> _Given data_:
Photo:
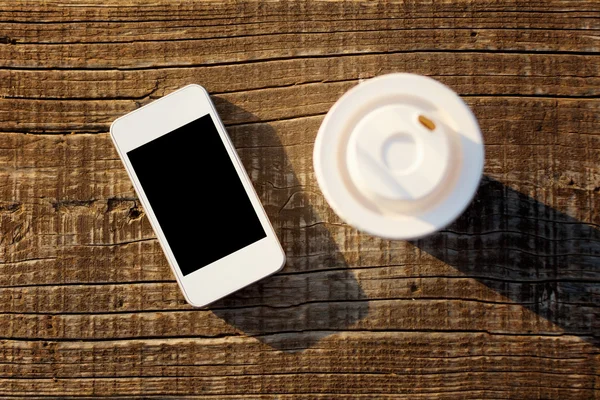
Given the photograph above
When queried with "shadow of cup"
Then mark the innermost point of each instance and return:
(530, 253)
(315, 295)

==

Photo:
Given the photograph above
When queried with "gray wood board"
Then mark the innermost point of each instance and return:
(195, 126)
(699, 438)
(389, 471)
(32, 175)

> _Work required_: Pull out each line of the items above that contains the string "queried".

> _Output below_:
When queried with "shadow of cup"
When queried with "gray wood board"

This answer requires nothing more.